> [YOUR GOAL]: A stretch of the entries below is to be set down exactly, running from the line with "Screen reader assistance requested. Where is the eagle body" through the line with "Screen reader assistance requested. Where is the dark primary", both included, and no other line.

******

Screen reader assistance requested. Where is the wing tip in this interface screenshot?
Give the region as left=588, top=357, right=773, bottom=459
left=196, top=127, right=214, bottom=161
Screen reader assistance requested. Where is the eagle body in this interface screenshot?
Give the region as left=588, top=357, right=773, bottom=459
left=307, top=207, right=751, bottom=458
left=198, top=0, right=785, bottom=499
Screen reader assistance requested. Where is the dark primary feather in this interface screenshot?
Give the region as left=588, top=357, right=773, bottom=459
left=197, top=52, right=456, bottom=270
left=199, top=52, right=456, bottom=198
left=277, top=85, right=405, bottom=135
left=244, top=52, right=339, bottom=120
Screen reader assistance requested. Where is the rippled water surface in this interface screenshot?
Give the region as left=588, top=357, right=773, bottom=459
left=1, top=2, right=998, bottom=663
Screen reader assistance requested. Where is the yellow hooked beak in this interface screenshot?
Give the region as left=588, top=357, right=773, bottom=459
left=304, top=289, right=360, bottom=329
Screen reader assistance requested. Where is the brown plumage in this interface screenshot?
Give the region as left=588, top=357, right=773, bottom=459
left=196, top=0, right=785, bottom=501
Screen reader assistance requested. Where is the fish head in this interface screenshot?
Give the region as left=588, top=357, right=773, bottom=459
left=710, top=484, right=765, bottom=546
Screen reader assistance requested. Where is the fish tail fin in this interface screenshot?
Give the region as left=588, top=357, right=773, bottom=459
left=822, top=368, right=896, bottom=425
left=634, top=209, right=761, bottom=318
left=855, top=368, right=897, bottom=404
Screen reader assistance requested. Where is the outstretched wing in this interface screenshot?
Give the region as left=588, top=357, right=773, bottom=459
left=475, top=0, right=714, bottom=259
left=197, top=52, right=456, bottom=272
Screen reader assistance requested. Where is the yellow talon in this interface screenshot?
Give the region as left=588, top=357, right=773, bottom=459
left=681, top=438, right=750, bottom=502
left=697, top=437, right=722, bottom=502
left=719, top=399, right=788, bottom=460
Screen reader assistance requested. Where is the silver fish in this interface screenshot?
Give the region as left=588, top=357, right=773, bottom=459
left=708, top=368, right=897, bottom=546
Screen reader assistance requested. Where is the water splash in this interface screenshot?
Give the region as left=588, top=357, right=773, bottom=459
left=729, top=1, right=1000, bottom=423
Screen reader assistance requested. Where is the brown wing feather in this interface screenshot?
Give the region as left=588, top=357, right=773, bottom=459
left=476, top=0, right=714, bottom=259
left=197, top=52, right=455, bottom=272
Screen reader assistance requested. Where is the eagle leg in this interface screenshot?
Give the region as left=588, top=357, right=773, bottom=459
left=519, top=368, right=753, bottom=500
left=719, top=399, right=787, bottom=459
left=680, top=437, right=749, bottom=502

******

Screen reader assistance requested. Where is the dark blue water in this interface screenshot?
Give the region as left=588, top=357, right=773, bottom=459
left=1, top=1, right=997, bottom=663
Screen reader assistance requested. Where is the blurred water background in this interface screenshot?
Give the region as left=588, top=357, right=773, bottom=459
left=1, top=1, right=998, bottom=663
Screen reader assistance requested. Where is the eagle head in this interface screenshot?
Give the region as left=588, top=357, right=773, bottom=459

******

> [ANSWER SECTION]:
Screen reader assistance requested. Where is the eagle body in this interface screenshot?
Give the region as left=588, top=357, right=773, bottom=459
left=307, top=207, right=751, bottom=458
left=198, top=0, right=785, bottom=499
Screen reader assistance requested. Where is the dark primary feather in this interface screenshot?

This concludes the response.